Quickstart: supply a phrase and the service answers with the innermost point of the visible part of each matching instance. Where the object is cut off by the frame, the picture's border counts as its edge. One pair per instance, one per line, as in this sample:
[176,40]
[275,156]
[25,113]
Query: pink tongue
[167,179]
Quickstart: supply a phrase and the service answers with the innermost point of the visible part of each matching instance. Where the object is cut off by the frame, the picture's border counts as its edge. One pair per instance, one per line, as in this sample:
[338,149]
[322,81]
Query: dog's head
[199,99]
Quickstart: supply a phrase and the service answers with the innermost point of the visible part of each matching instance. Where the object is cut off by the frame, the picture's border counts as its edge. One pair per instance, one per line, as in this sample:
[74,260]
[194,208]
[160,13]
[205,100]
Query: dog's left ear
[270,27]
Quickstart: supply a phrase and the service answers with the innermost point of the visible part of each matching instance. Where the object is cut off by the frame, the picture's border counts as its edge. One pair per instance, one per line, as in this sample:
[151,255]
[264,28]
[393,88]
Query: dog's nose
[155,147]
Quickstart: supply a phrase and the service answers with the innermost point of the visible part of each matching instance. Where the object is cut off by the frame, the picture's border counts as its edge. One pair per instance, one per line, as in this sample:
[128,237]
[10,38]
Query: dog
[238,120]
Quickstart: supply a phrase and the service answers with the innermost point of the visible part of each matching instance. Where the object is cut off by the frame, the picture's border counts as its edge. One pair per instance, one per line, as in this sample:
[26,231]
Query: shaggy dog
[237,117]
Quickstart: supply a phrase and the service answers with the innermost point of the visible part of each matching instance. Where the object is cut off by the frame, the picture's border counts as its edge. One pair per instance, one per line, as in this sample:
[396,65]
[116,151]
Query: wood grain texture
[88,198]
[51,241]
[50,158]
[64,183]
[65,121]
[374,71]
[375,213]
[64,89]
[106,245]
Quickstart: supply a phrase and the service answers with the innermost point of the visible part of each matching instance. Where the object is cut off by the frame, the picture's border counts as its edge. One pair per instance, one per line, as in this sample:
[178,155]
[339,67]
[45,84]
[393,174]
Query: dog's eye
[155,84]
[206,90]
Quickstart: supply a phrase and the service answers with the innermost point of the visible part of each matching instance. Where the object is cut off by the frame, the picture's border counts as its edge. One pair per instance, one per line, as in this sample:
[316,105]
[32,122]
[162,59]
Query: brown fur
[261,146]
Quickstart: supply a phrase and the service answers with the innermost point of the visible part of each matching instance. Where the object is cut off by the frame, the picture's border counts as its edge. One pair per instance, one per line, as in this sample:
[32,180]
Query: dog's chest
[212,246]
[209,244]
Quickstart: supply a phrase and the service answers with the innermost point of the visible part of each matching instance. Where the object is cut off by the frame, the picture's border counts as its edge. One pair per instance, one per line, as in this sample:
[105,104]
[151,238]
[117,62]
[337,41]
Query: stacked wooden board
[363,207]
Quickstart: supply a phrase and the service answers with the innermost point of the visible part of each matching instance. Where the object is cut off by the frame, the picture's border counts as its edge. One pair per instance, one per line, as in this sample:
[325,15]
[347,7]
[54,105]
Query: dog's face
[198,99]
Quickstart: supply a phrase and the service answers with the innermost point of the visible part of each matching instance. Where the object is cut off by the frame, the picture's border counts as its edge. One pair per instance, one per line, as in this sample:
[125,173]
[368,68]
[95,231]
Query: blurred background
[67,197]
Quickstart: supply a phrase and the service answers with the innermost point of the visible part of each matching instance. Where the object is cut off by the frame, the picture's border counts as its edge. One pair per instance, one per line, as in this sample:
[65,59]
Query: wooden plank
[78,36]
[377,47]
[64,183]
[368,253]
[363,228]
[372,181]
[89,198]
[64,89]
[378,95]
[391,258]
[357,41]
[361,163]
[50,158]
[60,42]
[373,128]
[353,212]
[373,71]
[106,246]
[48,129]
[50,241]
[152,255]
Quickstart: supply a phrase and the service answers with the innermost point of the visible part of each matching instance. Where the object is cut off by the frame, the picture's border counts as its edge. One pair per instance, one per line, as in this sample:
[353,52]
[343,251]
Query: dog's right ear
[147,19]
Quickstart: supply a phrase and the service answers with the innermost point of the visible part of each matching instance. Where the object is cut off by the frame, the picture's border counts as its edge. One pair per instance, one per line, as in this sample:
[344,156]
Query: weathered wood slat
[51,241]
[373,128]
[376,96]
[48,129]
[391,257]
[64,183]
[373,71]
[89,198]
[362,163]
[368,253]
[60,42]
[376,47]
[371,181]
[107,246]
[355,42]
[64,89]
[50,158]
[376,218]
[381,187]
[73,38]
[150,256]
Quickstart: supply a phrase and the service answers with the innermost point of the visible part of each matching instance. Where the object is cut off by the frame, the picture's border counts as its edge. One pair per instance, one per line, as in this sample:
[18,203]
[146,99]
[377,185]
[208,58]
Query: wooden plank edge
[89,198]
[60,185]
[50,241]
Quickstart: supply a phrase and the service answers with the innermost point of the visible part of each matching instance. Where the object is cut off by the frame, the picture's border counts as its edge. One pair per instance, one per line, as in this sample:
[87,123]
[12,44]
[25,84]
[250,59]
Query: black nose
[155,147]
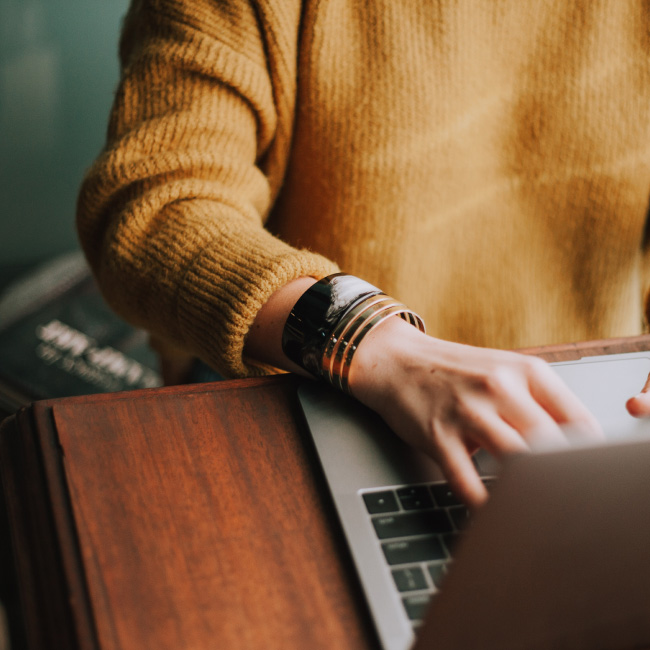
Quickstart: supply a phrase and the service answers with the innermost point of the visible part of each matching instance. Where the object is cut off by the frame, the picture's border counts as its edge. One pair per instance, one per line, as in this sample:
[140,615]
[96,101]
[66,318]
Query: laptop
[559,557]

▸ **PROBLEM TO WORK ON**:
Restate the records word for word, omitting images.

▸ **WRITTEN SOLUTION**:
Quickstart: supply a phrase and the service answers with the innermost point of the visible part of each matching instance. Where the object is cut off by the frame, the picture's border counts as its edge. One pair per instance, one per line, as in this sample:
[176,40]
[275,156]
[25,113]
Query: pink tongue
[167,179]
Quickstart: supply a phrase and the service answers with the innermost point of the visible part of each matching instance. Where the object is cut off by the frame, the picture's border counts as its edge. One pair per instance, one per line, as in this sample:
[338,149]
[322,81]
Query: dog's head
[199,99]
Quickstart: supply a phrase and the service answers with the innermost point of the visible part of each matching instance. Where the object is cut off by the frame, the picture's border counts as its edge. One pair per instance, one per line, as in this sample:
[74,260]
[194,208]
[160,13]
[205,100]
Query: dog's left ear
[270,27]
Quickstart: supply a phrase and the service answers with the innermost point of the visible part of each matching instance. Where the object is cut off by the frame, the picture's border counts as its edge. One pair per instance, one per line, as in this sample:
[151,255]
[264,28]
[393,88]
Query: dog's nose
[155,147]
Quickstart: supply a phrase and the service answers with the innermost point of the visible part of each matching instance. Where the object is cut off by the frame, the picture's border counts as its edge. One pair per instance, one per line, as in this sample:
[128,237]
[10,38]
Query: dog
[238,120]
Quickstart: supply a phrase and the service answers with the innermost point of the visible part of each matching instance. Where the object is cut off by the frame, the picture's border counts as its edge. One pair per instance, one per line, as in this sample:
[26,231]
Query: shaggy dog
[237,117]
Quickstart: supply a phrase and the service answers with the innermost point of the visible part of each matching instance. Where the object is cut off by the frame, the picture's border counts as its edge. One pair per instance, one per line, as in this sample:
[396,65]
[116,151]
Query: wood grain texture
[88,198]
[51,241]
[50,158]
[64,183]
[65,121]
[374,71]
[375,213]
[64,89]
[106,245]
Quickstart: supply a phrase and the service answers with the innermost point of the visible part of each matching instance. Where the object is cut off by the frame, the picture's border counts as its edge. One pair per instance, one per line, as in this sample:
[178,155]
[339,67]
[45,84]
[393,174]
Query: dog's eye
[155,84]
[206,90]
Quickstart: supply a phrase and the service answers with the innermost point of the visible part of each matching instance. Where the object is cut off by the frame, the picture's border counts as its edge. One pair per instance, one per line, as in this sample:
[316,105]
[32,122]
[162,59]
Query: brown fur
[261,146]
Quickstart: supply a phrase and the service answers with the innermost point of the visible part of each matching instance. Where the object is cut off by the frame, the picture's border counts as its edge. One pair per instance, one per line, as in this sample:
[32,180]
Query: dog's chest
[212,246]
[209,244]
Quickstart: supply a phrase and the service answers with the innermost point of the visible part of each matching instance. Where the object is cut off by the frame, the picture's border counts as its edge. One pair per instance, one per line, as in this sample:
[105,104]
[151,238]
[117,62]
[337,41]
Query: stacked wooden board
[363,207]
Quickstart: supply a phrase and the service answers with the innermost point of the visible part of each matching instance. Where the object is cut off by the frame, the picture's border counts as its edge. One pair per instance, one per line, as in this sample:
[325,15]
[347,7]
[54,105]
Query: dog's face
[198,99]
Quickstart: supply a phrase and the service answers with the innermost point of the visible part of each matching instance. Where the object is cut off by the frame, the picture's border counts as its edge. One pair per instance, one per line, as in this sample:
[125,173]
[368,68]
[95,231]
Query: blurred background
[67,197]
Quickstart: supply a phrase and the service answers with the innermost point of the visible part of each matching instance. Where the object is cut off by the frame, the picture's border counts as its edge. One pair per instance, one per line, as in this sample:
[65,59]
Query: wooden plank
[78,36]
[377,47]
[64,183]
[368,253]
[363,228]
[372,181]
[89,198]
[64,89]
[378,95]
[391,258]
[357,41]
[361,163]
[50,158]
[60,42]
[373,128]
[353,212]
[373,71]
[106,246]
[48,129]
[50,241]
[152,255]
Quickstart: supply a phrase and the service answers with the innermost point of the visible part of each matching instance. Where the object is cut off by the frame, the picture's border counts as its edge. One pair per instance, one per line, as in this sample:
[353,52]
[343,251]
Query: dog's right ear
[147,19]
Quickstart: supply a phrase and the service answers with the innermost point of the visible part of each matching instance. Where the object is cut off by the frame, the picture's border counts as its edge. One pair per instance, one per line, as in this sample:
[344,156]
Query: weathered wood slat
[51,241]
[373,128]
[376,96]
[48,129]
[391,257]
[64,183]
[373,71]
[89,198]
[362,163]
[368,253]
[60,42]
[376,47]
[371,181]
[107,246]
[355,42]
[64,89]
[50,158]
[376,218]
[381,187]
[73,38]
[150,256]
Quickstart: supply a phrase and the service answers with the innermost point of the visible part of each matching instance. Where the object is cut off by the frame, the picture's border counts as its edge. One pair per instance, one per line, as in this sample:
[18,203]
[146,99]
[377,185]
[208,58]
Query: wooden plank edge
[89,198]
[60,185]
[50,241]
Quickstart: supply a phrase and the service answers with the innermost point of the visible part of each matching instance. Where the object is cut off by the frame, the picture's border counts as its edge. One pair per instance, one per line, as in this sample:
[87,123]
[12,44]
[25,84]
[250,59]
Query: black nose
[155,147]
Quickstart: supply a phrase and the service answers with the innermost point of the visible part of each matching instance. Where the object is cut off by the frame, the picture's border counts as its edge. One pair per instance, one per line, as in this sample:
[140,615]
[96,101]
[66,318]
Query: laptop
[559,557]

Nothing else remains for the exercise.